WHAT TO DO =
• A. From the VexCL device vector text, list every variable name declared in the code example.
• B. Answer these from the VexCL device vector text, one answer per line, marked (i), (ii), (iii):
(i) What value is n set to in the code example?
(ii) What does the constructor taking a command queue and a native buffer do with that buffer?
(iii) What happens to data held in a vector when it is resized?
• C. Reproduce word for word the part of the VexCL device vector text that opens with the words containing "Public Functions" and closes with "noexcept¶: Move constructor.".
— start DOCUMENT TEXT —
In the example below, three device vectors of the same size are allocated. Vector A is copied from the host vector a, and the other vectors are created uninitialized:

const size_t n = 1024 * 1024;
vex::Context ctx( vex::Filter::Any );

std::vector<double> a(n, 1.0);

vex::vector<double> A(ctx, a);
vex::vector<double> B(ctx, n);
vex::vector<double> C(ctx, n);

Assuming that the current system has an NVIDIA GPU, an AMD GPU, and an Intel CPU installed, possible partitioning may look like this:

template<typename T> class vex::vector : public vex::vector_expression<Expr>¶

Device vector.

Public Functions

inline vector()¶: Empty constructor.

inline vector(const vector &v)¶: Copy constructor.

inline vector(vector &&v) noexcept¶: Move constructor.

inline vector(const backend::command_queue &q, const backend::device_vector<T> &buffer, size_t size = 0)¶

Wraps a native buffer without owning it.

May be used to apply VexCL functions to buffers allocated and managed outside of VexCL.

inline vector(const std::vector<backend::command_queue> &queue, size_t size, const T *host = 0, backend::mem_flags flags = backend::MEM_READ_WRITE)¶: Creates vector of the given size and optionally copies host data.

inline vector(size_t size, const T *host = 0, backend::mem_flags flags = backend::MEM_READ_WRITE)¶

Creates vector of the given size and optionally copies host data.

This version uses the most recently created VexCL context.

inline vector(const std::vector<backend::command_queue> &queue, const std::vector<T> &host, backend::mem_flags flags = backend::MEM_READ_WRITE)¶: Creates new device vector and copies the host vector.

inline vector(const std::vector<T> &host, backend::mem_flags flags = backend::MEM_READ_WRITE)¶

Creates new device vector and copies the host vector.

This version uses the most recently created VexCL context.

template<class Expr> inline vector(const Expr &expr)¶

Constructs new vector from vector expression.

This will fail if VexCL is unable to automatically determine the expression size and the compute devices to use.

inline void swap(vector &v)¶: Swap function.

inline void resize(const vector &v, backend::mem_flags flags = backend::MEM_READ_WRITE)¶

Resizes the vector.

Borrows devices, size, and data from the given vector. Any data contained in the resized vector will be lost as a result.

inline void resize(const std::vector<backend::command_queue> &queue, size_t size, const T *host = 0, backend::mem_flags flags = backend::MEM_READ_WRITE)¶

Resizes the vector with the given parameters.

This is equivalent to reconstructing the vector with the given parameters. Any data contained in the resized vector will be lost as a result.

inline void resize(const std::vector<backend::command_queue> &queue, const std::vector<T> &host, backend::mem_flags flags = backend::MEM_READ_WRITE)¶

Resizes the vector.
— end DOCUMENT TEXT —
— start DATA PROVIDED —
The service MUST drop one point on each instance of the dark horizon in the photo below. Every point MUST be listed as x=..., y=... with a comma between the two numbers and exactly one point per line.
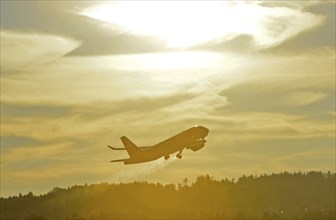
x=277, y=196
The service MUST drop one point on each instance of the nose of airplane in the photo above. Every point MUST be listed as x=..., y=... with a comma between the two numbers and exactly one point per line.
x=204, y=130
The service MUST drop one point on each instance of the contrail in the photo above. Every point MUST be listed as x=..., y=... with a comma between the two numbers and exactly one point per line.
x=138, y=171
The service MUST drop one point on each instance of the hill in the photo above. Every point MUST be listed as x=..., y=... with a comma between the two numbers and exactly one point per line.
x=277, y=196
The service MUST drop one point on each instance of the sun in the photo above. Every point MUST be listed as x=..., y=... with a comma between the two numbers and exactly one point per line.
x=180, y=24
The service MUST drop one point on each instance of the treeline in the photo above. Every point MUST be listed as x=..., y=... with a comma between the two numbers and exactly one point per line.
x=278, y=196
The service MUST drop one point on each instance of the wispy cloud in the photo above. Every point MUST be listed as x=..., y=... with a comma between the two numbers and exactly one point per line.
x=221, y=21
x=20, y=51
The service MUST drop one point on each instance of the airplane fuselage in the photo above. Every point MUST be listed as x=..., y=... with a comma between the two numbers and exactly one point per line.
x=192, y=138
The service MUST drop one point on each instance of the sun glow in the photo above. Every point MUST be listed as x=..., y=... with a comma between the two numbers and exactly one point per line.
x=179, y=24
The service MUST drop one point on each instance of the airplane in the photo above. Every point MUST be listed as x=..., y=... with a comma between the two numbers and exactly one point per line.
x=192, y=138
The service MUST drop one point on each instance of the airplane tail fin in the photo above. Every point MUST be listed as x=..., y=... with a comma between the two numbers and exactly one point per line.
x=129, y=145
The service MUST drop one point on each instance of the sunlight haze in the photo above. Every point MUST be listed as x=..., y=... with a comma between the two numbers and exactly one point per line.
x=78, y=75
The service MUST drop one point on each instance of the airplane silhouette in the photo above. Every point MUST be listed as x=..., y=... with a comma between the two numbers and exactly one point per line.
x=192, y=138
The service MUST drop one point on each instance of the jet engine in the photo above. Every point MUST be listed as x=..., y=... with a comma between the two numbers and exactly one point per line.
x=197, y=145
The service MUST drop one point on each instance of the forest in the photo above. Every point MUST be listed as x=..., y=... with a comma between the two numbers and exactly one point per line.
x=284, y=195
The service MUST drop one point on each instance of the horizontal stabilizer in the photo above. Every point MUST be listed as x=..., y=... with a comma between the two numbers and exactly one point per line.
x=120, y=160
x=116, y=148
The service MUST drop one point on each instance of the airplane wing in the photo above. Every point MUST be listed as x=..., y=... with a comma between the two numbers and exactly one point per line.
x=116, y=148
x=120, y=160
x=120, y=148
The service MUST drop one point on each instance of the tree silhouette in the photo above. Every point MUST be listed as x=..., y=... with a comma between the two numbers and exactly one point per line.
x=277, y=196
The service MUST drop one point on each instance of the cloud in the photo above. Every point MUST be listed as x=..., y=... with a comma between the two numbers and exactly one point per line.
x=27, y=50
x=222, y=21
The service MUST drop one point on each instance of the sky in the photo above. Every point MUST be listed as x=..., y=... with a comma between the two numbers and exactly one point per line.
x=78, y=75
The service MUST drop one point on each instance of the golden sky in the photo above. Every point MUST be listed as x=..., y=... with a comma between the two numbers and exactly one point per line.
x=77, y=75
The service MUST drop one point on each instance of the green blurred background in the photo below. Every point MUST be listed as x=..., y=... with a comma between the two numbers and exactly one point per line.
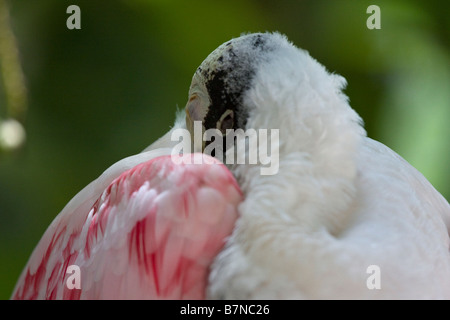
x=107, y=91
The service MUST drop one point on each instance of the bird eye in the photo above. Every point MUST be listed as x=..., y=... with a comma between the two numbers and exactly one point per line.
x=226, y=121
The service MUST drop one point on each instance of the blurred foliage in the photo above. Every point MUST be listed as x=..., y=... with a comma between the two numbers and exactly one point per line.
x=107, y=91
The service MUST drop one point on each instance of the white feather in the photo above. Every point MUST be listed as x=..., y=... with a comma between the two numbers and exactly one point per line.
x=339, y=203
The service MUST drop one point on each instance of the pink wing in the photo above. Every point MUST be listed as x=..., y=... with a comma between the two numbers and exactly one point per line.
x=151, y=234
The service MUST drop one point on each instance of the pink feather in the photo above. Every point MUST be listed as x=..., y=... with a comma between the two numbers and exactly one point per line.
x=151, y=234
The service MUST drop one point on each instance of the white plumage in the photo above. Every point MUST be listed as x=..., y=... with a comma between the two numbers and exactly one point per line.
x=340, y=202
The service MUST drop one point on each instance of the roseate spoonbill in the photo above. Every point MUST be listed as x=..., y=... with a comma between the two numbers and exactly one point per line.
x=343, y=217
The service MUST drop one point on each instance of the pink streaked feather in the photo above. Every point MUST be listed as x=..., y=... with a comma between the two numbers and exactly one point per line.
x=151, y=234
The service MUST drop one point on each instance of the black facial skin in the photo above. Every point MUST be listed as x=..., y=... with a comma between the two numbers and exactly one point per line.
x=238, y=71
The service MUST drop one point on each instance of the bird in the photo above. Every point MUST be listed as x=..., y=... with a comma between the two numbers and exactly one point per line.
x=337, y=215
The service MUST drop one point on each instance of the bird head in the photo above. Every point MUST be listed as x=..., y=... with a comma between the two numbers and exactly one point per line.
x=216, y=94
x=262, y=80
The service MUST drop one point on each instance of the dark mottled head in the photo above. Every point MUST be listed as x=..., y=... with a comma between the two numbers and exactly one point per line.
x=219, y=84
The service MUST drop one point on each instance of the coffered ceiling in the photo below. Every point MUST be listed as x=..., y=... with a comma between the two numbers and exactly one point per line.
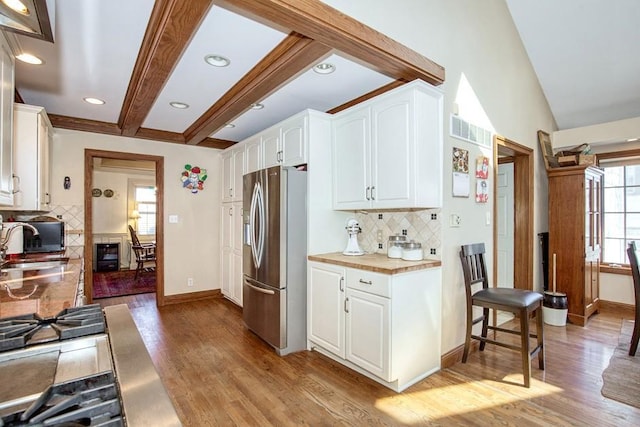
x=139, y=56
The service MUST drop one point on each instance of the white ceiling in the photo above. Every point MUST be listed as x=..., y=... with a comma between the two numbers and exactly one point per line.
x=585, y=53
x=95, y=50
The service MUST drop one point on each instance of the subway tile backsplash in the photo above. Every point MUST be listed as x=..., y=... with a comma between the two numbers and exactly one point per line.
x=422, y=226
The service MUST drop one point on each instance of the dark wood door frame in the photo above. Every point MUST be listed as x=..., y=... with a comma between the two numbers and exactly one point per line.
x=89, y=156
x=523, y=168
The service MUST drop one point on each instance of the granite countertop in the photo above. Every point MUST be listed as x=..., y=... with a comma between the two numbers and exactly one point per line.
x=378, y=263
x=46, y=291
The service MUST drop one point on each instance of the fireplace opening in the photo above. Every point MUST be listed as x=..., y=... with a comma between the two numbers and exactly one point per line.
x=107, y=257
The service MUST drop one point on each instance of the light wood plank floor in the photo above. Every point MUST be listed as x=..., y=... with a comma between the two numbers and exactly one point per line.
x=220, y=374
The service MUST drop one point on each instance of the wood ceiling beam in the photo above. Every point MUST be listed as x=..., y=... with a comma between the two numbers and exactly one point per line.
x=382, y=89
x=329, y=26
x=85, y=125
x=171, y=27
x=293, y=55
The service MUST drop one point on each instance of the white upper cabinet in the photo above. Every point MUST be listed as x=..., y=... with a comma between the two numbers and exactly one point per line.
x=252, y=154
x=285, y=143
x=232, y=170
x=32, y=135
x=6, y=123
x=387, y=152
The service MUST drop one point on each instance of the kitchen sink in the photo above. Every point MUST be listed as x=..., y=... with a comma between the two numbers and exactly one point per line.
x=38, y=265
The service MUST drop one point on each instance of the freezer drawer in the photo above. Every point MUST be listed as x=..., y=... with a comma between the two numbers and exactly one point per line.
x=266, y=314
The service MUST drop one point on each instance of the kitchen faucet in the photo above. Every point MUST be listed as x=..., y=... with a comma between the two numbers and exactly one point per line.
— end DATA PROVIDED —
ANSWERS TO THE EXERCISE =
• A. n, ctx, a, A, B, C

• B.
(i) 1024 * 1024
(ii) It wraps the native buffer without owning it.
(iii) Any data contained in the resized vector will be lost.

• C.
Public Functions

inline vector()¶: Empty constructor.

inline vector(const vector &v)¶: Copy constructor.

inline vector(vector &&v) noexcept¶: Move constructor.